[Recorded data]
-- begin --

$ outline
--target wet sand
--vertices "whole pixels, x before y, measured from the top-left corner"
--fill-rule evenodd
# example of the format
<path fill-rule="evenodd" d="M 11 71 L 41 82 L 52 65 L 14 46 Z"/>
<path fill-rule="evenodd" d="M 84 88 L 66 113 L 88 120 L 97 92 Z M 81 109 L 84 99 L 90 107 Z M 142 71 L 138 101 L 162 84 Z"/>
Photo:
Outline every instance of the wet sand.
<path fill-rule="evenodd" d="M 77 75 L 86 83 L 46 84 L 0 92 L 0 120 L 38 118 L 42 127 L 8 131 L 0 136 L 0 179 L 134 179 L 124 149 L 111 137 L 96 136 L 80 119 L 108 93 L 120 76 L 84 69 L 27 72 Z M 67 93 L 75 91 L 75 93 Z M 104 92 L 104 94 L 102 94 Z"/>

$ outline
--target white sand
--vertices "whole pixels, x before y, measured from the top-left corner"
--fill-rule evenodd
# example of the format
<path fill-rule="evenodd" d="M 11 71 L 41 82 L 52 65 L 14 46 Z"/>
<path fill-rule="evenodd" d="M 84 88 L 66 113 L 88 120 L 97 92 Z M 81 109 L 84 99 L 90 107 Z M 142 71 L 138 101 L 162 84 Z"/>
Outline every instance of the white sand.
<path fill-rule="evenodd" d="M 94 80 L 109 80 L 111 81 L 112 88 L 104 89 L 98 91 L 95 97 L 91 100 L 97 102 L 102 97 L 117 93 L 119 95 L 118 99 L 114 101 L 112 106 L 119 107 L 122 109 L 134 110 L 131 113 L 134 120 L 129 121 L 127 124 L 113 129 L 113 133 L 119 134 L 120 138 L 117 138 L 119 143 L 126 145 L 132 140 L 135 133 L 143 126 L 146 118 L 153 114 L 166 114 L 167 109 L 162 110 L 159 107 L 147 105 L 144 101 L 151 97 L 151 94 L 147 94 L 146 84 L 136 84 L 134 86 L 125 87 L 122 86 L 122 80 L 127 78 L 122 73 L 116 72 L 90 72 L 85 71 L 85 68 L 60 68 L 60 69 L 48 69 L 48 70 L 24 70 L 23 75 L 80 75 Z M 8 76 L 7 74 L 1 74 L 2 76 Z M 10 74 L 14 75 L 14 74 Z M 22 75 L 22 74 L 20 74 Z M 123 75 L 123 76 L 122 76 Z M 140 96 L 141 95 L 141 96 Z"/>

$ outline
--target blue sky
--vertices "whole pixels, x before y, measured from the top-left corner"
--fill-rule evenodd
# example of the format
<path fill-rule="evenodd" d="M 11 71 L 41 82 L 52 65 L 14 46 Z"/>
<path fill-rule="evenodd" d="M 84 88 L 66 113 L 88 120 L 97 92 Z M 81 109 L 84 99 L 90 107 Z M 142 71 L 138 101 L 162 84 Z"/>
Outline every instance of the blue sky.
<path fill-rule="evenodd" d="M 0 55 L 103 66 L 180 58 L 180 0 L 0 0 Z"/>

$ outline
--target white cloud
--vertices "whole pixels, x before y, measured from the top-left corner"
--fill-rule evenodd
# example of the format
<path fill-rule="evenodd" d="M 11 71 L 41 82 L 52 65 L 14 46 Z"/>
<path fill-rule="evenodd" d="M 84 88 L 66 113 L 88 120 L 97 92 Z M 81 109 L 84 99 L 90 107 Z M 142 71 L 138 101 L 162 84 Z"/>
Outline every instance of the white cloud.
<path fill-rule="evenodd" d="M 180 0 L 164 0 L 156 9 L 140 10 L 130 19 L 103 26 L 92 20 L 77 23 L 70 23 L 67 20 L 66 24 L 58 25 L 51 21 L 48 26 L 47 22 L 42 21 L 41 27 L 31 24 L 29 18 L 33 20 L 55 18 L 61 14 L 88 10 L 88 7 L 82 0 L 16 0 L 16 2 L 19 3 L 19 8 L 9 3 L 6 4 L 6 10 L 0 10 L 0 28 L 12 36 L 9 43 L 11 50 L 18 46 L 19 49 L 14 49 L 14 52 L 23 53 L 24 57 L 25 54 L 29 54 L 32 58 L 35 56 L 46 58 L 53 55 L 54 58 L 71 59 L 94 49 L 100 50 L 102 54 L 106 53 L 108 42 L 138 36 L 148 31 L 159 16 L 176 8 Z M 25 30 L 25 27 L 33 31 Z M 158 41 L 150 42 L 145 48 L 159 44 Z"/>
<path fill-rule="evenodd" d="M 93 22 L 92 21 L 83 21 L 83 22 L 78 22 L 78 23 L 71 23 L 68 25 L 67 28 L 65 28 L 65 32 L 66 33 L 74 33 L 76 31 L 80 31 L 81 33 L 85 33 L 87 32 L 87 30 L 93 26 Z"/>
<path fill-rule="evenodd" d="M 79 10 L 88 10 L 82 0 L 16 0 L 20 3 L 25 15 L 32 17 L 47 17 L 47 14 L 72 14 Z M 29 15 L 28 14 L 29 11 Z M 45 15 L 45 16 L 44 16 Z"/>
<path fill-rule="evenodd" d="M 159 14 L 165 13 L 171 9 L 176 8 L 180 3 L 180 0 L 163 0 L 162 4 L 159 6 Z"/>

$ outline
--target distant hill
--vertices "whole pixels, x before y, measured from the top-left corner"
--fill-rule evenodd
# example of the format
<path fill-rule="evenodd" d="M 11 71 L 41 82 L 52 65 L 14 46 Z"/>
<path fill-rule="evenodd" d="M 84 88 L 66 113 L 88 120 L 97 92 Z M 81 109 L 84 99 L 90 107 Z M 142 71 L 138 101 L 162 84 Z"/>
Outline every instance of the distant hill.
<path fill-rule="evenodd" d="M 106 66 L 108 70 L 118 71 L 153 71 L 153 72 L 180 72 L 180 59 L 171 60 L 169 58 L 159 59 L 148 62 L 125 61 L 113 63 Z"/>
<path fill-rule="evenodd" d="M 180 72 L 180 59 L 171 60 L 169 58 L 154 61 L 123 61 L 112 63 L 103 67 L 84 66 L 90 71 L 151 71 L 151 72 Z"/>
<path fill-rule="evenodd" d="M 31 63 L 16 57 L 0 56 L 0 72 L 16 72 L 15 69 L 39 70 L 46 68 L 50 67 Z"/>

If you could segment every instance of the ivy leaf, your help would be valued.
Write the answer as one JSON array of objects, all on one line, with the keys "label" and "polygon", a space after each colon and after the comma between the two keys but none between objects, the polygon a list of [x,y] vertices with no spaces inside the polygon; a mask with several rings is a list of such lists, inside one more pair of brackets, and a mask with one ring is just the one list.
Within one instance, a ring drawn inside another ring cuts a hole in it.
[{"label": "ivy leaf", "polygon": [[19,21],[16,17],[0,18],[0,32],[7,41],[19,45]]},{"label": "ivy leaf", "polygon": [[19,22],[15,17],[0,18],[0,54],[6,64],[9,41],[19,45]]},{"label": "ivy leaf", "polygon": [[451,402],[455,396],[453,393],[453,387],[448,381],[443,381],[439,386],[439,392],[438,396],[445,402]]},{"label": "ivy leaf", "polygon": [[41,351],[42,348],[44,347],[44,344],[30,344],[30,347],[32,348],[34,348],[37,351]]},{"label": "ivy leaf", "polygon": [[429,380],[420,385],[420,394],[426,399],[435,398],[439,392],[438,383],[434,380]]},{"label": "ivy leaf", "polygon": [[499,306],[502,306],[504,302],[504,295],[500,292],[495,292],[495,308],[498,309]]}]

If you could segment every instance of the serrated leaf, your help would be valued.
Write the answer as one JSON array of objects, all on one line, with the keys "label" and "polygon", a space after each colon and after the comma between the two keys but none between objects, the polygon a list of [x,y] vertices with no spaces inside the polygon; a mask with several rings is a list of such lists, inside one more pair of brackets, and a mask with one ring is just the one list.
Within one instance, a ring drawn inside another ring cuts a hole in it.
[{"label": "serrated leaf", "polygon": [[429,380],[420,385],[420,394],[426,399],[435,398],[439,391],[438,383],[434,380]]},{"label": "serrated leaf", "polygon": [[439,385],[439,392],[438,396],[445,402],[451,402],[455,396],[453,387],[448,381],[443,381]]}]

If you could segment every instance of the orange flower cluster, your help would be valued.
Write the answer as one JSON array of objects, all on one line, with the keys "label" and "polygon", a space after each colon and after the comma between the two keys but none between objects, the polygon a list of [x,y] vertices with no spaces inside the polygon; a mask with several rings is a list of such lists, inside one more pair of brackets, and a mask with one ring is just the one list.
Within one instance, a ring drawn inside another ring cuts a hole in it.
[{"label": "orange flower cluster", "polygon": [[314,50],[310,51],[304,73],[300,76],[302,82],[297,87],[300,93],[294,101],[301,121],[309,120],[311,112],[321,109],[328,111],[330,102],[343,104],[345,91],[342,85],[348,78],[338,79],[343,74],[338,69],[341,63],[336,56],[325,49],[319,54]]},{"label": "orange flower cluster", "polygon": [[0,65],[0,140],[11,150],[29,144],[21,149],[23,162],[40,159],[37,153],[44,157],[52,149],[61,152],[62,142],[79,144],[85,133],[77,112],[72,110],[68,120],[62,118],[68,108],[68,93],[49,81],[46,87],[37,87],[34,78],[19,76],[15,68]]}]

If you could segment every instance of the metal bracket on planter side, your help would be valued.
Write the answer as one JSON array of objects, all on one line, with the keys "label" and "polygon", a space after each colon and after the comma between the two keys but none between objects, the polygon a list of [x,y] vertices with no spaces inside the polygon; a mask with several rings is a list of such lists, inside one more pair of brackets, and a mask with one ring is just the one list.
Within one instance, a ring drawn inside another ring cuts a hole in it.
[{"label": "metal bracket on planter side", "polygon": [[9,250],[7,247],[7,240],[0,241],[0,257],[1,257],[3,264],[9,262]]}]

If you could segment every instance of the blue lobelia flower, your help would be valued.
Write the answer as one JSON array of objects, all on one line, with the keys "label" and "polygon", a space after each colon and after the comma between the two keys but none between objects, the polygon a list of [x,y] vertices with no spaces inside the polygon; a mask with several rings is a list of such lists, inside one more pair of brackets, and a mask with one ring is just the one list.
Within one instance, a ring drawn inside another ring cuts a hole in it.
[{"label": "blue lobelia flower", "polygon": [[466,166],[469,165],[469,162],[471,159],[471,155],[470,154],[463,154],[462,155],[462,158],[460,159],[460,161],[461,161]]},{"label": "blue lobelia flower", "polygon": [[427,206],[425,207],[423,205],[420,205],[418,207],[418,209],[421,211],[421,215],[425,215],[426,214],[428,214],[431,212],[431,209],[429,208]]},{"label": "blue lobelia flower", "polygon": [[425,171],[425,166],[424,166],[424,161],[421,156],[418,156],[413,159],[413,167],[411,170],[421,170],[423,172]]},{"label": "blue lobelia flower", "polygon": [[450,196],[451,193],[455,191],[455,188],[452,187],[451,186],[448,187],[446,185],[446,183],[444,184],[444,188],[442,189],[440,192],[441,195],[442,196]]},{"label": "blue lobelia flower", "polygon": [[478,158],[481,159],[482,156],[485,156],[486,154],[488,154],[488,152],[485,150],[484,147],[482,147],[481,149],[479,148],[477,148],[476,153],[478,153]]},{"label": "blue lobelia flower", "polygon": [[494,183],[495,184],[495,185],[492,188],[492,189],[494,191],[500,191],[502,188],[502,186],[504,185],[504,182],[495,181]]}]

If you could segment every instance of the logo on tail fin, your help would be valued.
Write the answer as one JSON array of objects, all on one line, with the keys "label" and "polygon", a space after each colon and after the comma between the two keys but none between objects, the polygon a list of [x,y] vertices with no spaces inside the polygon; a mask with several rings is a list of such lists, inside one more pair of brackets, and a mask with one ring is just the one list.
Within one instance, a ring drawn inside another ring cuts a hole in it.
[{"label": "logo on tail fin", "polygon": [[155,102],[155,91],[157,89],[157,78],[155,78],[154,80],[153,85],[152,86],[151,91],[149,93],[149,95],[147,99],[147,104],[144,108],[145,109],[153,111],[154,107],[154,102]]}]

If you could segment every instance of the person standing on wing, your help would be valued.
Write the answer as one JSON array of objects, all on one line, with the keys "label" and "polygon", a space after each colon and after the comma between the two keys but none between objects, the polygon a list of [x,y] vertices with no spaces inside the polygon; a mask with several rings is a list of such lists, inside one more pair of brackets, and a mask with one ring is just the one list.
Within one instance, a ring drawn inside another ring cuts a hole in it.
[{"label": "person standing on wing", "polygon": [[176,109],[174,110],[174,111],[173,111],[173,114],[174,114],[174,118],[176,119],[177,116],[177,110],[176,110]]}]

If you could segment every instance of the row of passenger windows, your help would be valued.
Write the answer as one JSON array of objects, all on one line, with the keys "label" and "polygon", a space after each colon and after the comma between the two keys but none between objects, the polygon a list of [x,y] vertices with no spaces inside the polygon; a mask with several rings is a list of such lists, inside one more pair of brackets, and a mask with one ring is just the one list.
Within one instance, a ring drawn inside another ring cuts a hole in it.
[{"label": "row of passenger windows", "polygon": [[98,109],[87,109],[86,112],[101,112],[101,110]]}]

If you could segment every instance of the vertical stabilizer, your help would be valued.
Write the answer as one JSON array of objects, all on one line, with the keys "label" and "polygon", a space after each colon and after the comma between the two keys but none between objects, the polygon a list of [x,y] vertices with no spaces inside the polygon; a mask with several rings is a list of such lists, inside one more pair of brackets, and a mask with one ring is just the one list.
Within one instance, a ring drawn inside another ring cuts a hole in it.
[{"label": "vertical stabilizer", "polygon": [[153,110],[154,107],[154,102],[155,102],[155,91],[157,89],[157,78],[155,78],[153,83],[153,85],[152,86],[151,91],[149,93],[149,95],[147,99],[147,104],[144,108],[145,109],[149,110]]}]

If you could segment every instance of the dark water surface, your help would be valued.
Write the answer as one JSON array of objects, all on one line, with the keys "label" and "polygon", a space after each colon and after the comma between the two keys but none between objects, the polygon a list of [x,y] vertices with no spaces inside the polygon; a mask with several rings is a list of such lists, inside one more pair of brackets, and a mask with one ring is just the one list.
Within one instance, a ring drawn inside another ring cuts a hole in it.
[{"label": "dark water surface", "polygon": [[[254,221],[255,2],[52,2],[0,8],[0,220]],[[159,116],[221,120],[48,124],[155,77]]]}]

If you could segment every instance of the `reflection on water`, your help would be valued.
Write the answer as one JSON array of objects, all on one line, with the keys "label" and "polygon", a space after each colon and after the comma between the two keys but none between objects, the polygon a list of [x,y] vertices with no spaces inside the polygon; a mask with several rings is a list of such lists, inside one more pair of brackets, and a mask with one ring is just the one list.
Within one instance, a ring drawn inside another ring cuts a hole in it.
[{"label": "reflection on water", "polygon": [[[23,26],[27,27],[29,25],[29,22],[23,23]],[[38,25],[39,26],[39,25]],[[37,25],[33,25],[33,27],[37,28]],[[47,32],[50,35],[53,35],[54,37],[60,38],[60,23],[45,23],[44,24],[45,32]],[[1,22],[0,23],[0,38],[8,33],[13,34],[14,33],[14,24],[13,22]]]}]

-- end --

GOAL OF THE EXERCISE — Return exactly the lines from the one containing "If you could segment every instance of the dark" through the last line of the records above, both included, and nothing else.

REPLY —
If you could segment every instance of the dark water surface, your help would be valued.
Write the answer as one JSON array of objects, all on one line, with the keys "label" and "polygon", a space after each colon and after the comma between the two keys but none between objects, the polygon a list of [x,y] vertices with no spaces inside the polygon; a mask with several rings is a list of such lists, inside one more pair of brackets, and a mask with one ring is just the one list.
Within one instance, a ring drawn inside another ring cuts a hole in it.
[{"label": "dark water surface", "polygon": [[[254,221],[255,2],[52,2],[0,8],[0,220]],[[159,116],[221,120],[48,124],[155,77]]]}]

If you could segment every instance of the `reflection on water`, your help would be valued.
Write the answer as one JSON array of objects, all on one line, with the keys "label" and "polygon", a space after each colon and after the comma between the two keys but none between objects, the polygon a list of [x,y] vertices with no spaces inside the polygon; a mask with several rings is a list of such lists, inside one more pair of brackets, and a mask with one ring is just the one list.
Within one instance, a ring drawn inside another ring cuts a hole in it.
[{"label": "reflection on water", "polygon": [[[23,26],[27,27],[29,25],[29,22],[23,23]],[[38,25],[39,26],[39,25]],[[37,25],[33,25],[33,27],[37,28]],[[47,32],[50,35],[53,35],[54,37],[60,38],[60,23],[45,23],[44,24],[45,32]],[[1,22],[0,23],[0,38],[8,33],[13,34],[14,33],[14,24],[13,22]]]}]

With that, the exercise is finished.